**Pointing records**
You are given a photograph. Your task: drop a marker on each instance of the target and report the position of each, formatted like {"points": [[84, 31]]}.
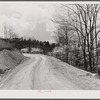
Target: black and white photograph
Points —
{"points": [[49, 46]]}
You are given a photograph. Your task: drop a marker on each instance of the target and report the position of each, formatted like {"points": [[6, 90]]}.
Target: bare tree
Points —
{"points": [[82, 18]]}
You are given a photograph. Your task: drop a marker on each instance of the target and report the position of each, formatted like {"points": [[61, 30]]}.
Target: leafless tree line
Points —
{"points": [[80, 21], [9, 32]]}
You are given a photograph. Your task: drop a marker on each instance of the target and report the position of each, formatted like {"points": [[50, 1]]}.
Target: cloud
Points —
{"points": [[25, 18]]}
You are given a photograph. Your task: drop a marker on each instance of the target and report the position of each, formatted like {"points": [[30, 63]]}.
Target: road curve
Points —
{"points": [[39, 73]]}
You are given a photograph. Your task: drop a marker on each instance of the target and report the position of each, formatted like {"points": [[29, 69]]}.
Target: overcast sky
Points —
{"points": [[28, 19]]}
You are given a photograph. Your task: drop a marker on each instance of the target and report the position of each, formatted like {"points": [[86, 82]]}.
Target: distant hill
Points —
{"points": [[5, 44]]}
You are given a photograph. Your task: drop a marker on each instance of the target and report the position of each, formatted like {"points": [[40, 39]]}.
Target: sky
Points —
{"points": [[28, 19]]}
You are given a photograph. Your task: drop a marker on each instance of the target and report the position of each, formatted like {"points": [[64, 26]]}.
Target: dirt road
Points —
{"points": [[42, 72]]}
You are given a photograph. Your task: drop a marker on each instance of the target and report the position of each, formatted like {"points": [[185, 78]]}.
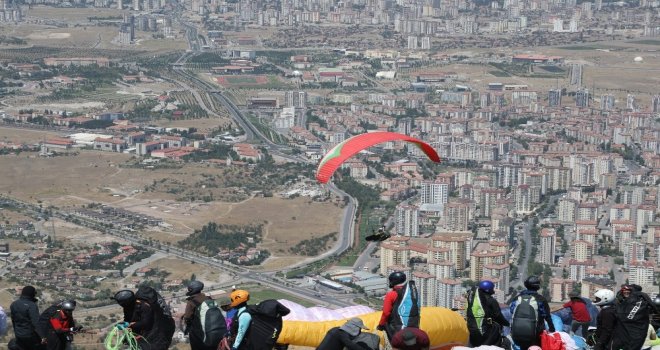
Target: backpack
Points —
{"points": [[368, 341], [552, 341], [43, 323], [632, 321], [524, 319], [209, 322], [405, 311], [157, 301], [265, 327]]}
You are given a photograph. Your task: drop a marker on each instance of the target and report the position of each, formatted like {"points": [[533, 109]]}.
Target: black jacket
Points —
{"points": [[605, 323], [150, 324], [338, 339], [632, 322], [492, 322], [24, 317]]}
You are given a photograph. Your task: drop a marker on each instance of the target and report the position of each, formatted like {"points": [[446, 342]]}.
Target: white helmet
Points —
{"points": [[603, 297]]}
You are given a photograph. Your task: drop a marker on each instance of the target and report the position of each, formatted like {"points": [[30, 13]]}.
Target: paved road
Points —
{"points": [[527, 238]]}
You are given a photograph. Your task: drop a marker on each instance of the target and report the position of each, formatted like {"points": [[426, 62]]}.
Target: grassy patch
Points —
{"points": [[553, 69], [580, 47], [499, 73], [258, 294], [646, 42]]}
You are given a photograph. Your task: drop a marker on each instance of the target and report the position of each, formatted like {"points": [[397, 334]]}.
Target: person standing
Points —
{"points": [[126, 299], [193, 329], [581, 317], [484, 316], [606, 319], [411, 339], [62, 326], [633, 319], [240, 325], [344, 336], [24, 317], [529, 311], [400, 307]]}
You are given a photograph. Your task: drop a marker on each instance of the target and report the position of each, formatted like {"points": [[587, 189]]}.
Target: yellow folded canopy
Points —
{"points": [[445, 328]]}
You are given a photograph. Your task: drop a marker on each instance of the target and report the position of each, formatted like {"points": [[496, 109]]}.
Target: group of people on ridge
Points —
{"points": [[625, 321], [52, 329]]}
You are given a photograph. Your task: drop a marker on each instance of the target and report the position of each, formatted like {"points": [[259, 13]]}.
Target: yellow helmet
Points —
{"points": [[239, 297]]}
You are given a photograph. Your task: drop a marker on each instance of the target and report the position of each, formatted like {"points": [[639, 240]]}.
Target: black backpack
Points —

**Written problem**
Quote in full the listing given above; the images are to be left out.

**The answer**
You are given a photograph. Your task: drop a marker on each instance of the target and report the position of each, formatted like {"points": [[84, 31]]}.
Target: black and white photograph
Points —
{"points": [[49, 46]]}
You are given a photograph. Your task: drop a marker on each instance of the target and report the position of each, formatted like {"points": [[6, 90]]}.
Target: bare tree
Points —
{"points": [[82, 18]]}
You are given a photograph. Your task: drop a marker on each instance of the target and report the position of each, formatted like {"points": [[61, 30]]}.
Target: leafless tree line
Points —
{"points": [[80, 21], [9, 32]]}
You are given a photograph. Your task: drop a marker on each instance of the target and report the position of each, formatted like {"points": [[50, 1]]}.
Target: cloud
Points —
{"points": [[25, 18]]}
You are given a photograph. Your task: drop a marker on each instance of the target and report the position of each, formatted like {"points": [[30, 63]]}.
Target: road curve
Points —
{"points": [[39, 73]]}
You are given a photograph. Your task: drop a marker on each instance of the target and report the position of each, formatted like {"points": [[29, 69]]}.
Target: overcast sky
Points —
{"points": [[28, 19]]}
You are given a photograph. Your task: drop a marker on each instance of the target and report the position of each, formatted like {"points": [[86, 82]]}.
Target: distant hill
Points —
{"points": [[5, 44]]}
You are given a photograph. Your task: drop a marker on each instance of the target and report the position of each, formatted like {"points": [[40, 39]]}.
Target: sky
Points —
{"points": [[28, 19]]}
You are given a photograph. Your task: drop a marker on each instance of the target and report the position of each, formatted like {"points": [[64, 26]]}.
Target: dirt road
Points —
{"points": [[42, 72]]}
You are given a photograph. Your task: drop a marker on each instance of the target and report the position of each, formatted like {"points": [[185, 78]]}.
Target: backpack
Points —
{"points": [[368, 341], [552, 341], [43, 323], [632, 321], [524, 319], [209, 322], [405, 311], [157, 301], [265, 327]]}
You are given a photograph. Your task: drop a marker on each instance of the target and report the position of each, formatted like {"points": [[533, 109]]}.
Target: black jacket
Points —
{"points": [[605, 323], [150, 324], [338, 339], [632, 322], [492, 322], [24, 317]]}
You are given a photograph. Your task: drop a marker on each instance of the target and report the position of each, formatted like {"points": [[446, 342]]}.
Target: white helmet
Points —
{"points": [[603, 297]]}
You are given a photograph. Your task: drop a marker on each instance of the target and report the position of each, formatted like {"points": [[30, 13]]}.
Target: paved road
Points —
{"points": [[527, 238]]}
You are given a photograph. Your task: drop a marker on each instance of the target and report the position of each, formatted like {"points": [[426, 62]]}.
Target: grassy patch
Points —
{"points": [[553, 69], [580, 47], [499, 73], [258, 294], [646, 42]]}
You are given a photograph. Your task: drop a marker on each instance of the target and report the position of each, formatted like {"points": [[397, 334]]}.
Target: person standing
Points —
{"points": [[126, 299], [193, 329], [581, 317], [484, 316], [606, 319], [411, 339], [62, 326], [633, 319], [240, 325], [344, 336], [24, 317], [529, 311], [400, 307]]}
You are given a photograph. Your task: drop a marker on each instance of the target and report the position of each, formatted like {"points": [[587, 189]]}.
Target: yellow folded canopy
Points —
{"points": [[445, 328]]}
You are given a photograph. Your task: drop a marker on each instance of the target and report the position of each, formatted like {"points": [[496, 109]]}.
Target: group of people on ridge
Points —
{"points": [[625, 321], [52, 329]]}
You are given a photograph. Your task: drop a marker on each instance of the target and report the position of each, formatted like {"points": [[259, 13]]}.
Target: yellow helmet
Points —
{"points": [[239, 297]]}
You are given a photograph. Your task: drop a marker on each instance of the target and report the position of each, formatted like {"points": [[639, 240]]}.
Target: black backpack
Points —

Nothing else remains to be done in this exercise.